══ RECORDS FOR THIS EXERCISE

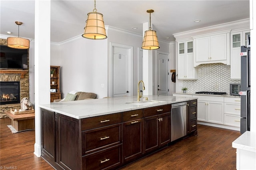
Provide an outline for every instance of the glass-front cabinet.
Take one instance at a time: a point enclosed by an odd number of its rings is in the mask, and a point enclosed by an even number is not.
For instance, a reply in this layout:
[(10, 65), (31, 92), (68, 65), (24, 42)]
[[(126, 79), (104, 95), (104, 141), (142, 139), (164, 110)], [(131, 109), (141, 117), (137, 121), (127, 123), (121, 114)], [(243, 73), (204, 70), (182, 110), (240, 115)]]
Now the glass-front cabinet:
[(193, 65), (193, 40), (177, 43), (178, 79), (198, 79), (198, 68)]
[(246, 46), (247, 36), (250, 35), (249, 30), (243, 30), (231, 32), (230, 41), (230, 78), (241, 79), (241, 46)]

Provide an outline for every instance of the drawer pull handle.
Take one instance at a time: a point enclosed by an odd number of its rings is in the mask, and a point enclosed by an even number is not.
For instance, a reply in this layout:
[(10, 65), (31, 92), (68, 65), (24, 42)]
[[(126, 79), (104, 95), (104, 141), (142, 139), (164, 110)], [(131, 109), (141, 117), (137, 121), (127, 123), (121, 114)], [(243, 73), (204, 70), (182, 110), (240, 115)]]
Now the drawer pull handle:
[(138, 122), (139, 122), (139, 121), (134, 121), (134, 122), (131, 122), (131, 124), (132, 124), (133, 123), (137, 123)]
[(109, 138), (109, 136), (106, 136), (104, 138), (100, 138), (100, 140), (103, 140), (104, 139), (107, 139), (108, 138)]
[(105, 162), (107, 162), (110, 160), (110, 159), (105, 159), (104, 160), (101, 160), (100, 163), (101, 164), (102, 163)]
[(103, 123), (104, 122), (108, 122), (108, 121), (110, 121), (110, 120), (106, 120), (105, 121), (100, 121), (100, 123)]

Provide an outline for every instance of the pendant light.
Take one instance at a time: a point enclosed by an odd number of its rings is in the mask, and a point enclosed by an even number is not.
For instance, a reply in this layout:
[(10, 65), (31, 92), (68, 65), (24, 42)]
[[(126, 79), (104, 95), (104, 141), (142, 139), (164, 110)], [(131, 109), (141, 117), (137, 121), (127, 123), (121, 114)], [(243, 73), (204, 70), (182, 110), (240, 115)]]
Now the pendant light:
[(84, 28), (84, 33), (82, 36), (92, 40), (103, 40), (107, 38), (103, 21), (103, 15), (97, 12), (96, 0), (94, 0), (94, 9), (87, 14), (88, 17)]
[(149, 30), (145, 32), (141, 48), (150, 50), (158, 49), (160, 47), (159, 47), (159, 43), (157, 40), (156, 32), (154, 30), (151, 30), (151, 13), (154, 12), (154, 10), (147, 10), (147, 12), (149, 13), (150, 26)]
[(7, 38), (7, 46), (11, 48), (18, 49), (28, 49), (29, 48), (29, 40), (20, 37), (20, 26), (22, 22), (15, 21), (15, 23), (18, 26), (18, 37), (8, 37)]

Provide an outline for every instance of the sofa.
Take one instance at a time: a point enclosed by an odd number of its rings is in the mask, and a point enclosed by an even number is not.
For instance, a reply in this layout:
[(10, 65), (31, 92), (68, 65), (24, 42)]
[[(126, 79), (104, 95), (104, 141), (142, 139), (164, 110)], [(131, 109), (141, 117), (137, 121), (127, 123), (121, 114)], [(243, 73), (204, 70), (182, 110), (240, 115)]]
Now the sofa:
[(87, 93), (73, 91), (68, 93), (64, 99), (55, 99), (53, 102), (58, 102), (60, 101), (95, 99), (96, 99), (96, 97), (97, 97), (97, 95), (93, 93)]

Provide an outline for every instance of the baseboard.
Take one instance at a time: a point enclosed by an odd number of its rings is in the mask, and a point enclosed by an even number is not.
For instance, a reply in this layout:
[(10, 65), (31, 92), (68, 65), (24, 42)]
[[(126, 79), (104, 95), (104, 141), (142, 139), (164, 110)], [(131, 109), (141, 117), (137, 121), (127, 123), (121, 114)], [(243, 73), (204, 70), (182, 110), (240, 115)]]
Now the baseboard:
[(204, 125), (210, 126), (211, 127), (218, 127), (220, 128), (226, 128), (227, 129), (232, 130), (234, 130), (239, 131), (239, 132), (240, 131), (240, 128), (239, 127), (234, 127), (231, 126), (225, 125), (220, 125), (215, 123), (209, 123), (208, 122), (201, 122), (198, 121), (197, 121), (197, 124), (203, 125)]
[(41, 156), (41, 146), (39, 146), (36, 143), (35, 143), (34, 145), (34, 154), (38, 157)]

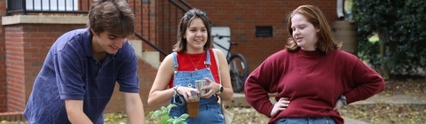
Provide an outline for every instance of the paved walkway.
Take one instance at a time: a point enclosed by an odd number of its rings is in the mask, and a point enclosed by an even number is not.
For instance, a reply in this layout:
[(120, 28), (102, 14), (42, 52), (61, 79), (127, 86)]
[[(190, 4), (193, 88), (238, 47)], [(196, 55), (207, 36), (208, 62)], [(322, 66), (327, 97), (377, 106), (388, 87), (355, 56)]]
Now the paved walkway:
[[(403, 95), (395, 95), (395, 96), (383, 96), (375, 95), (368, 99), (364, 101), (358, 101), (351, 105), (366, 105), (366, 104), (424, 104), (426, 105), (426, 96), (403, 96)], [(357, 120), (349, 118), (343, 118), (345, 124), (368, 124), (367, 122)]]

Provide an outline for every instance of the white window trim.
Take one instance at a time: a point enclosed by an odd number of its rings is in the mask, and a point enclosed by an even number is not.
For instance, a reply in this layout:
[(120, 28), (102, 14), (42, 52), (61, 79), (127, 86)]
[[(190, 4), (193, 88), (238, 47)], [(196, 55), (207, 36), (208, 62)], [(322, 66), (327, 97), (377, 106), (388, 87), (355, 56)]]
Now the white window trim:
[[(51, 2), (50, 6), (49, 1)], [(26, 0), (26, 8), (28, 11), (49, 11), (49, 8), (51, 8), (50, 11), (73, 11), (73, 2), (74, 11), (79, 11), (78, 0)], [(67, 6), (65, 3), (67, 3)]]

════

EXERCISE REQUIREMENTS: Rewrite all of the material above with "Provide an outline" swapped for "Draw an outline" wherever it occurs, changing nothing else. Omit the pictures from your answer.

THE RESPONSE:
Draw an outline for every instance of the glass-front cabinet.
Take one instance at a time: a point enclosed by an odd number of its rings is in the mask, and a point enclosed by an even number is not.
For instance, a reply in this layout:
[(10, 65), (31, 92), (68, 65), (24, 42)]
[[(126, 79), (104, 95), (104, 141), (142, 139), (164, 110)], [(131, 109), (141, 117), (137, 121), (127, 123), (121, 114)], [(243, 73), (204, 70), (182, 110), (240, 115)]]
Now the glass-front cabinet:
[(193, 65), (193, 40), (177, 43), (178, 79), (198, 79), (198, 68)]
[(246, 46), (247, 36), (250, 35), (249, 30), (243, 30), (231, 32), (230, 41), (230, 78), (241, 79), (241, 46)]

Draw an outline for every instance of the drawer pull handle.
Take one instance at a time: a point enclosed by an odd number of its rings is in the mask, and a point enclosed by an even number is not.
For instance, a reply in this layout:
[(10, 65), (31, 92), (68, 65), (24, 42)]
[[(126, 79), (104, 95), (104, 141), (142, 139), (164, 110)], [(131, 109), (141, 117), (137, 121), (127, 123), (121, 114)], [(243, 73), (204, 70), (182, 110), (240, 115)]]
Now the drawer pull handle:
[(138, 122), (139, 122), (139, 121), (134, 121), (134, 122), (131, 122), (131, 124), (132, 124), (133, 123), (137, 123)]
[(109, 138), (109, 136), (106, 136), (104, 138), (100, 138), (100, 140), (103, 140), (104, 139), (107, 139), (108, 138)]
[(105, 162), (107, 162), (110, 160), (110, 159), (105, 159), (104, 160), (101, 160), (100, 163), (101, 164), (102, 163)]
[(103, 123), (104, 122), (108, 122), (108, 121), (110, 121), (110, 120), (106, 120), (105, 121), (100, 121), (100, 123)]

Draw an outline for every instance of the pendant light.
Take one instance at a time: a point enclosed by an odd number of its rings is in the mask, and a point enclosed by an even number is not.
For instance, a reply in this layout:
[(10, 65), (31, 92), (68, 65), (24, 42)]
[[(126, 79), (104, 95), (104, 141), (142, 139), (164, 110)], [(131, 109), (141, 117), (137, 121), (127, 123), (121, 114)], [(243, 73), (204, 70), (182, 110), (240, 115)]]
Now the pendant light:
[(84, 28), (84, 33), (82, 36), (92, 40), (103, 40), (107, 38), (103, 21), (103, 15), (97, 12), (96, 0), (94, 0), (94, 9), (87, 14), (88, 17)]
[(149, 30), (145, 32), (141, 48), (150, 50), (158, 49), (160, 47), (159, 47), (159, 43), (157, 40), (156, 32), (154, 30), (151, 30), (151, 13), (154, 12), (154, 10), (147, 10), (147, 12), (149, 13), (150, 26)]
[(7, 38), (7, 46), (11, 48), (18, 49), (28, 49), (29, 48), (29, 40), (20, 37), (20, 26), (22, 22), (15, 21), (15, 23), (18, 26), (18, 37), (8, 37)]

Draw an outline for every instance of the sofa.
Take one instance at a time: a point enclosed by an odd number of its rings is in the mask, and a point enclosed by an even number is not.
For instance, a reply in this layout:
[(10, 65), (31, 92), (68, 65), (24, 42)]
[[(126, 79), (104, 95), (104, 141), (142, 139), (164, 110)], [(131, 109), (141, 117), (137, 121), (127, 123), (121, 114)], [(243, 73), (204, 70), (182, 110), (240, 115)]]
Now the sofa:
[(87, 93), (73, 91), (68, 93), (64, 99), (55, 99), (53, 102), (58, 102), (60, 101), (95, 99), (96, 99), (96, 97), (97, 97), (97, 95), (93, 93)]

Draw an outline for every instance of the baseboard.
Take one instance at a time: a point enclosed by an odd number of its rings is in the mask, and a point enclosed by an even number is not.
For instance, a reply in this layout:
[(10, 65), (31, 92), (68, 65), (24, 42)]
[[(126, 79), (104, 95), (104, 141), (142, 139), (164, 110)], [(131, 109), (141, 117), (137, 121), (127, 123), (121, 114)], [(243, 73), (204, 70), (182, 110), (240, 115)]]
Now the baseboard:
[(204, 125), (210, 126), (211, 127), (218, 127), (220, 128), (226, 128), (227, 129), (232, 130), (234, 130), (239, 131), (239, 132), (240, 131), (240, 128), (239, 127), (234, 127), (231, 126), (225, 125), (220, 125), (215, 123), (209, 123), (208, 122), (201, 122), (198, 121), (197, 121), (197, 124), (203, 125)]
[(41, 156), (41, 146), (39, 146), (36, 143), (35, 143), (34, 145), (34, 154), (38, 157)]

Draw an outline for every instance of the paved walkway.
Take one instance at a time: a point enclosed by an odd number of its rings is in the mask, and a point enclosed by an even number is not.
For instance, a reply in this layout:
[(120, 28), (102, 14), (42, 52), (61, 79), (127, 86)]
[[(190, 4), (193, 88), (238, 47)], [(196, 55), (207, 36), (208, 62)], [(322, 66), (327, 97), (377, 106), (388, 87), (355, 56)]]
Now the paved walkway:
[[(403, 95), (395, 95), (395, 96), (383, 96), (375, 95), (368, 99), (364, 101), (358, 101), (351, 105), (366, 105), (366, 104), (424, 104), (426, 105), (426, 96), (403, 96)], [(357, 120), (349, 118), (343, 118), (345, 124), (368, 124), (367, 122)]]

Draw an outline for every instance of the white window trim.
Take one instance at a time: a point enclosed by an odd number of its rings is in the mask, and a point enclosed by an even number is not.
For instance, a reply in this layout:
[(120, 28), (102, 14), (42, 52), (61, 79), (127, 86)]
[[(190, 4), (193, 88), (238, 47)], [(196, 55), (207, 36), (208, 62)], [(322, 66), (327, 97), (377, 106), (388, 87), (355, 56)]]
Now the white window trim:
[[(51, 2), (50, 6), (49, 1)], [(26, 0), (26, 8), (28, 11), (49, 11), (49, 8), (51, 8), (50, 11), (73, 11), (73, 2), (74, 11), (79, 11), (78, 0)], [(67, 6), (65, 3), (67, 3)]]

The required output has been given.